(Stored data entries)
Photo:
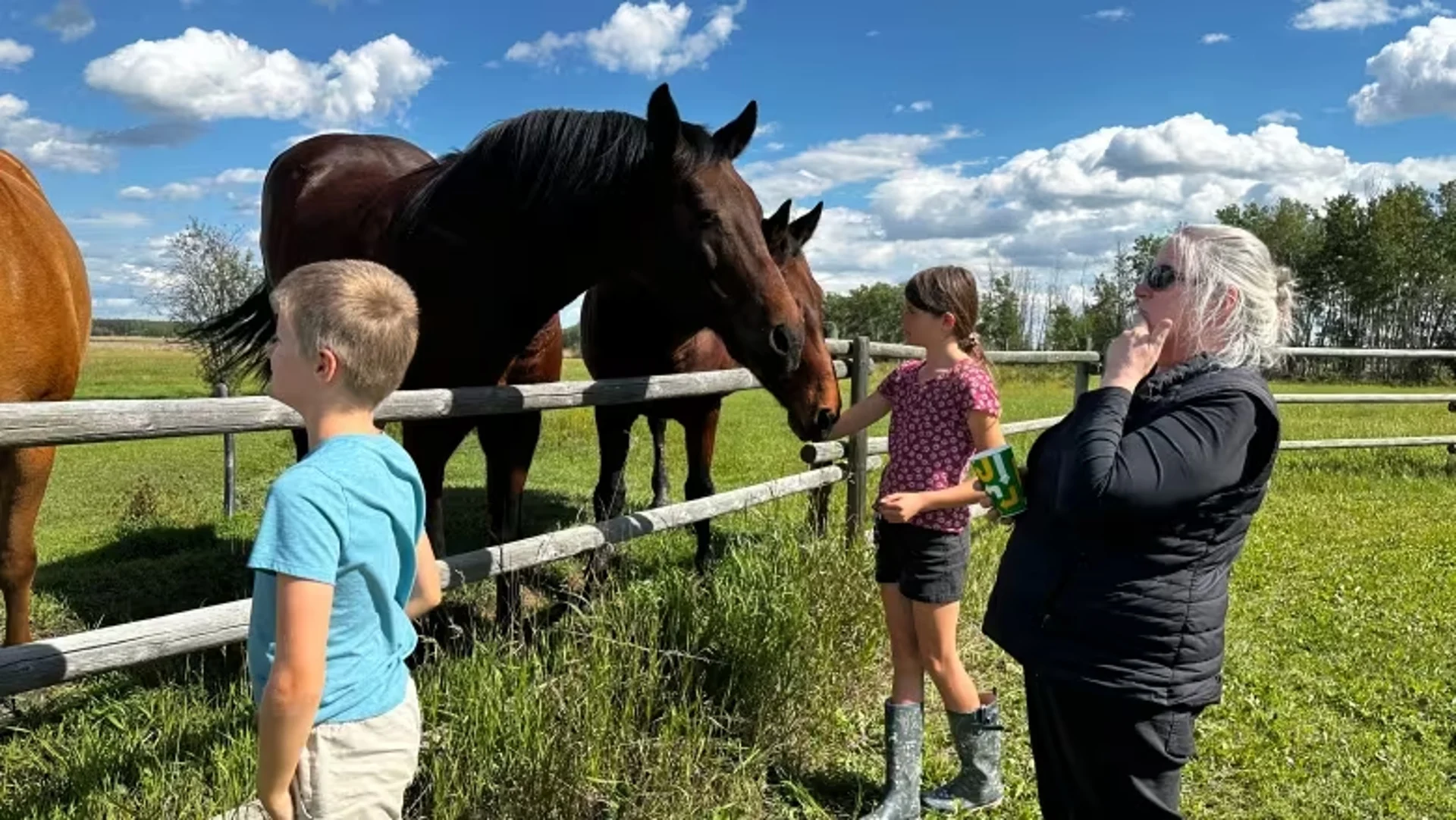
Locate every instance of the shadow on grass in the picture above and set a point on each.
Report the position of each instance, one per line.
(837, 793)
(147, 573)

--

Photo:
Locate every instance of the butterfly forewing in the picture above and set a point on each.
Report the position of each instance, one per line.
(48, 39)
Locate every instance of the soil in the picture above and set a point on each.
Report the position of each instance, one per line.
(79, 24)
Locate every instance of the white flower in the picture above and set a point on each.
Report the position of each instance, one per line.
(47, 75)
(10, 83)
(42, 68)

- About this exercise
Only the count is wanted. Find the lines of the records that include the word "above" and state how many.

- Exercise solution
4